DIRECTIVE. Reproduce everything in the TV adaptation text below from "Seriously, though, I’m" down to "in the series.)", word for word.

TEXT.
The Last of Us is a super intense game series known for its emotionally devastating storylines, and the TV adaptation is headed up by Craig Mazin, he of Chernobyl fame, so this is going to be a laugh riot, whoo boy.

Seriously, though, I’m not sure I can even get on TLOU train right now. The trailer looks awesome—I love the inclusion of “Take On Me”, a fun nod to the games—and in the abstract, I love the apocalyptic aesthetic of the show. I really do just love the look of abandoned spaces, and this trailer is 100% abandoned spaces. The casting is also pitch-perfect, not just Pascal and Ramsey—who do make a compelling duo as Joel and Ellie—but Graham Greene, Murray Bartlett (who is television’s favorite dead guy right now), Nick Offerman, Anna Torv, Gabriel Luna, Storm Reid, and THE Melanie Lynskey. In a fun twist, Merle Dandridge, who voices resistance leader Marlene in the games, is also playing Marlene on screen. (Troy Baker and Ashley Johnson, who voice Joel and Ellie, respectively, are playing other roles in the series.)

STORED DATA.
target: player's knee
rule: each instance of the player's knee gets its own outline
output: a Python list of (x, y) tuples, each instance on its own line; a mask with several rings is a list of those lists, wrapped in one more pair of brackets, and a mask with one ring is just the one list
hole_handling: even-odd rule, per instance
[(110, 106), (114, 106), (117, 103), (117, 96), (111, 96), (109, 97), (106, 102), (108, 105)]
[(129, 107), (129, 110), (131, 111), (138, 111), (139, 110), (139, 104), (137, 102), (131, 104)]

SOLUTION FOR THIS PROBLEM.
Seriously, though, I’m not sure I can even get on TLOU train right now. The trailer looks awesome—I love the inclusion of “Take On Me”, a fun nod to the games—and in the abstract, I love the apocalyptic aesthetic of the show. I really do just love the look of abandoned spaces, and this trailer is 100% abandoned spaces. The casting is also pitch-perfect, not just Pascal and Ramsey—who do make a compelling duo as Joel and Ellie—but Graham Greene, Murray Bartlett (who is television’s favorite dead guy right now), Nick Offerman, Anna Torv, Gabriel Luna, Storm Reid, and THE Melanie Lynskey. In a fun twist, Merle Dandridge, who voices resistance leader Marlene in the games, is also playing Marlene on screen. (Troy Baker and Ashley Johnson, who voice Joel and Ellie, respectively, are playing other roles in the series.)